--- EXERCISE DATA ---
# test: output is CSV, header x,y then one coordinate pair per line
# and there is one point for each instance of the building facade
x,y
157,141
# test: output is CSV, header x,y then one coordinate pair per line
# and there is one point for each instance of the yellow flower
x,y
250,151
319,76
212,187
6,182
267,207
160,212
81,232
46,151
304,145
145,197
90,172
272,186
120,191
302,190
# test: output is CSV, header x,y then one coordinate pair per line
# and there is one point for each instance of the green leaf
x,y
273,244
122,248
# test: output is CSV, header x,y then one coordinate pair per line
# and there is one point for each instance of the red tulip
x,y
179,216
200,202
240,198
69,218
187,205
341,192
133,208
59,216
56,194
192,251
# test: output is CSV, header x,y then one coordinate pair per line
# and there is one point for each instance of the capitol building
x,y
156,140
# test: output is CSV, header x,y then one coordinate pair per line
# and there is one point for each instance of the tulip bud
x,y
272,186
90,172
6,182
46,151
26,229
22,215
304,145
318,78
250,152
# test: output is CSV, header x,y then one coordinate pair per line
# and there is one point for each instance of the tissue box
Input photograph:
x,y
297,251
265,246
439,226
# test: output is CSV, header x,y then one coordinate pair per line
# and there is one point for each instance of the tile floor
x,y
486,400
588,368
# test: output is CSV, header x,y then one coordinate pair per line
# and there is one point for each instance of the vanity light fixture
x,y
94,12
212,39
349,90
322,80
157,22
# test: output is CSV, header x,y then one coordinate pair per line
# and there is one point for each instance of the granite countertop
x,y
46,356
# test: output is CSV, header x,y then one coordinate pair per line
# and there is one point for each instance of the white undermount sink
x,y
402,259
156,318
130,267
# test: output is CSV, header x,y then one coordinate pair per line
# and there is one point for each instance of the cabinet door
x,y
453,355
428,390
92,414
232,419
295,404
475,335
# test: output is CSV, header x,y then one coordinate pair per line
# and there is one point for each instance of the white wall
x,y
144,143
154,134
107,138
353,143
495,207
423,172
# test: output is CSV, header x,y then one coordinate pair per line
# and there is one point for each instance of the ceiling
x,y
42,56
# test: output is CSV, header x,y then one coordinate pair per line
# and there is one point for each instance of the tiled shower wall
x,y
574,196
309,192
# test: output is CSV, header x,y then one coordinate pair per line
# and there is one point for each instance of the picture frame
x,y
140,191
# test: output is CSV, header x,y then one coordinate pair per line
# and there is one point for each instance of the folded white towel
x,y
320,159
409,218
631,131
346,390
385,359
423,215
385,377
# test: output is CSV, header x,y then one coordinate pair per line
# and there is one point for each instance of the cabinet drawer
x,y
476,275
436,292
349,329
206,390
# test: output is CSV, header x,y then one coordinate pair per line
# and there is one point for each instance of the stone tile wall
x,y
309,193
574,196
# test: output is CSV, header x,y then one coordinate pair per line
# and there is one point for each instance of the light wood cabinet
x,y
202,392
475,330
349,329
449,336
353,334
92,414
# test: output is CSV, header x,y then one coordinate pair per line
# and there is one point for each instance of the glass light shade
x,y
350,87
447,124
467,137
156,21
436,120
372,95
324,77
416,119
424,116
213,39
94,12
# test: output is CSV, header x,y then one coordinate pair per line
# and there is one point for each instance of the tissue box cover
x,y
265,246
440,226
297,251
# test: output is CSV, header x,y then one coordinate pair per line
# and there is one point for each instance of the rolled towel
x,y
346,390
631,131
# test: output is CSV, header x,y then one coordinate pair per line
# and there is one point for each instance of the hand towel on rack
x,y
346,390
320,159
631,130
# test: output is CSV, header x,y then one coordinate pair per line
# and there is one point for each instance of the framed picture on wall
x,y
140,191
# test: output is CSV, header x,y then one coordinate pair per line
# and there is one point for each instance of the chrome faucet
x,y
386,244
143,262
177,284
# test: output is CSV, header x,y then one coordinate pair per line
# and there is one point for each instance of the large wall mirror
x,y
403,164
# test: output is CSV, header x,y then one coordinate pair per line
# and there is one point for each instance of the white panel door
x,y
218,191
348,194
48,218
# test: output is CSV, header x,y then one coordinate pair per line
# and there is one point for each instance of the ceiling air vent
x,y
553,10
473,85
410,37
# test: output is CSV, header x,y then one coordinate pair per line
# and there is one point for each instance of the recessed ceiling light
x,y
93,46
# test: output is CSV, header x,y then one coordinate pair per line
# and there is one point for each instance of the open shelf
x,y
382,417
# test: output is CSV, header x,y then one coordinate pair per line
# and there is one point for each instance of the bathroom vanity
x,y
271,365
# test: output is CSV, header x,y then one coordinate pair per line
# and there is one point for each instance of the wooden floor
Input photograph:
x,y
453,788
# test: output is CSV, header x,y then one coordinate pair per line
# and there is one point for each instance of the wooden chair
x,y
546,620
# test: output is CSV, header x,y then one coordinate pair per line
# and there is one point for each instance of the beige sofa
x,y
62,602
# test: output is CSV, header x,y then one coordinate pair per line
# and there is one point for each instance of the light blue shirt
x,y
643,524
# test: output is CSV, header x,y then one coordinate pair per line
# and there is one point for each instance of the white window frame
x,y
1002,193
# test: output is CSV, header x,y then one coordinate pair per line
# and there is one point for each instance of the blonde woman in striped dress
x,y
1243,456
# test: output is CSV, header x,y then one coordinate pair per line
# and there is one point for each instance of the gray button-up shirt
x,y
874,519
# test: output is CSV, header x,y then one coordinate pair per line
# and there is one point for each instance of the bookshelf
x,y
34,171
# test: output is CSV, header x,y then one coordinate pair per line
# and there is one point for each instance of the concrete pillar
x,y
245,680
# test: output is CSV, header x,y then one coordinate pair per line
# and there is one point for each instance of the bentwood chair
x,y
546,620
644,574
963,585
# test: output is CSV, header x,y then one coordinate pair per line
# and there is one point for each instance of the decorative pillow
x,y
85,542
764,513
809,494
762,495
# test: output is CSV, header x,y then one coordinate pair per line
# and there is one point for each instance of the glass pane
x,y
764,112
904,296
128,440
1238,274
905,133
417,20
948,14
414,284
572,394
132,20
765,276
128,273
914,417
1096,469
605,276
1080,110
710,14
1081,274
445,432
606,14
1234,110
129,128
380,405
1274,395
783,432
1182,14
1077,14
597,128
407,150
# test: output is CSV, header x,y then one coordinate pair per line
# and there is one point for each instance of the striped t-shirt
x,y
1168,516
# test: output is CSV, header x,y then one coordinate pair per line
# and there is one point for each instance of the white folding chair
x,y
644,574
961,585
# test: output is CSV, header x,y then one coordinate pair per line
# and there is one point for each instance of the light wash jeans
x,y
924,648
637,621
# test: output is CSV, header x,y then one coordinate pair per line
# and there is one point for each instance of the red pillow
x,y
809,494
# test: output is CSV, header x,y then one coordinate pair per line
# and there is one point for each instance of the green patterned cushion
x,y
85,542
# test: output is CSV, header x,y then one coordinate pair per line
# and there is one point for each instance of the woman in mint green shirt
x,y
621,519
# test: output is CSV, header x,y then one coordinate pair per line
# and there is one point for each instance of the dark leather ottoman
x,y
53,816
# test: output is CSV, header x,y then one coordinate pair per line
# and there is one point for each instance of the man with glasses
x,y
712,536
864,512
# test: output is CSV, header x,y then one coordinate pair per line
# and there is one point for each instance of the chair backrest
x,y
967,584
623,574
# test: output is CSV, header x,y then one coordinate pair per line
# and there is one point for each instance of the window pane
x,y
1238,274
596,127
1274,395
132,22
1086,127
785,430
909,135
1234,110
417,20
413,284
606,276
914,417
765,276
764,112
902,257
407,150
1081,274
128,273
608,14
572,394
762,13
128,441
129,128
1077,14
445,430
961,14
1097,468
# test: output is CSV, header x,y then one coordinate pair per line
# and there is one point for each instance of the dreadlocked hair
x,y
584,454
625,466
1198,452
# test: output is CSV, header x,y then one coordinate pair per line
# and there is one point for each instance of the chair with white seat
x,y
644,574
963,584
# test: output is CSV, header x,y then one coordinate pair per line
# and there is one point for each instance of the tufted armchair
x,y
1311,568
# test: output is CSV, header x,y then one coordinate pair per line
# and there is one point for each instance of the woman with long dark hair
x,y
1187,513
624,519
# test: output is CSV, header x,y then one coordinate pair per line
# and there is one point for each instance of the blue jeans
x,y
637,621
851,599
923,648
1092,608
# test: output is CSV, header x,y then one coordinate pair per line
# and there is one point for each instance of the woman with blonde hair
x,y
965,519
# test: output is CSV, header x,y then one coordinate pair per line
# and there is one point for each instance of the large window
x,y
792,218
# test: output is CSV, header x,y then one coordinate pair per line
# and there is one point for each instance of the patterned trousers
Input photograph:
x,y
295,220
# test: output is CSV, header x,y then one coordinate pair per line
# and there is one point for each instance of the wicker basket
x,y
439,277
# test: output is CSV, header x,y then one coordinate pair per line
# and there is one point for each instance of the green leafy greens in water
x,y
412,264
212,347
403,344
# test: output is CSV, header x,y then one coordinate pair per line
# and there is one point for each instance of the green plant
---
• **YOUR GOAL**:
Return every line above that contains the word "wall".

• **RESULT FOR THIS EXERCISE**:
# and there is one point for each instance of the white wall
# and there is one point for each instance of the tiled shower wall
# and there is one point for each instance of the stone tile wall
# and there is one point for each instance of the framed picture on wall
# and there is one point for each instance of the large wall mirror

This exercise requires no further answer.